Point localization data
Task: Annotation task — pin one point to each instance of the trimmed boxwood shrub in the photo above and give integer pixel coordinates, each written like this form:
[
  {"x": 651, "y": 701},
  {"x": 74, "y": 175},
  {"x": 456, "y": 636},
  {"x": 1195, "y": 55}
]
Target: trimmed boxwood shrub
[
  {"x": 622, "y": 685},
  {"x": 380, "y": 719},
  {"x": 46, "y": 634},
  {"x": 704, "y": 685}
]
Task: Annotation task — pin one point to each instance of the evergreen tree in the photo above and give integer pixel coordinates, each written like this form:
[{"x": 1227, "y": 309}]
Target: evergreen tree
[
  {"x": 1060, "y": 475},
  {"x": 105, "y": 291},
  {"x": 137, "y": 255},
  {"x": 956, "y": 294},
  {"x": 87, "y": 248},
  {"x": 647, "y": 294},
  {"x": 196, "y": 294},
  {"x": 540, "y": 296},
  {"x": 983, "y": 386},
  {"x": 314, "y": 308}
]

• **Task statement**
The task requires an exact copy of all the lines above.

• **Task response**
Task: Annotation task — pin one point to each instance of the trimmed boxwood shrub in the photo above and give integer pixel coordinates, each written like this form:
[
  {"x": 651, "y": 701},
  {"x": 74, "y": 175},
  {"x": 456, "y": 636},
  {"x": 1195, "y": 55}
]
Target: trimmed boxwood shrub
[
  {"x": 622, "y": 685},
  {"x": 380, "y": 719},
  {"x": 46, "y": 634},
  {"x": 704, "y": 685}
]
Task: Annotation task — pin one point to each instance of the evergreen tree in the photo above and give integer pixel coordinates, each written like this form:
[{"x": 1227, "y": 309}]
Target: evergreen tree
[
  {"x": 1060, "y": 475},
  {"x": 105, "y": 291},
  {"x": 137, "y": 255},
  {"x": 956, "y": 294},
  {"x": 87, "y": 248},
  {"x": 647, "y": 294},
  {"x": 196, "y": 294},
  {"x": 540, "y": 296},
  {"x": 983, "y": 386},
  {"x": 314, "y": 308}
]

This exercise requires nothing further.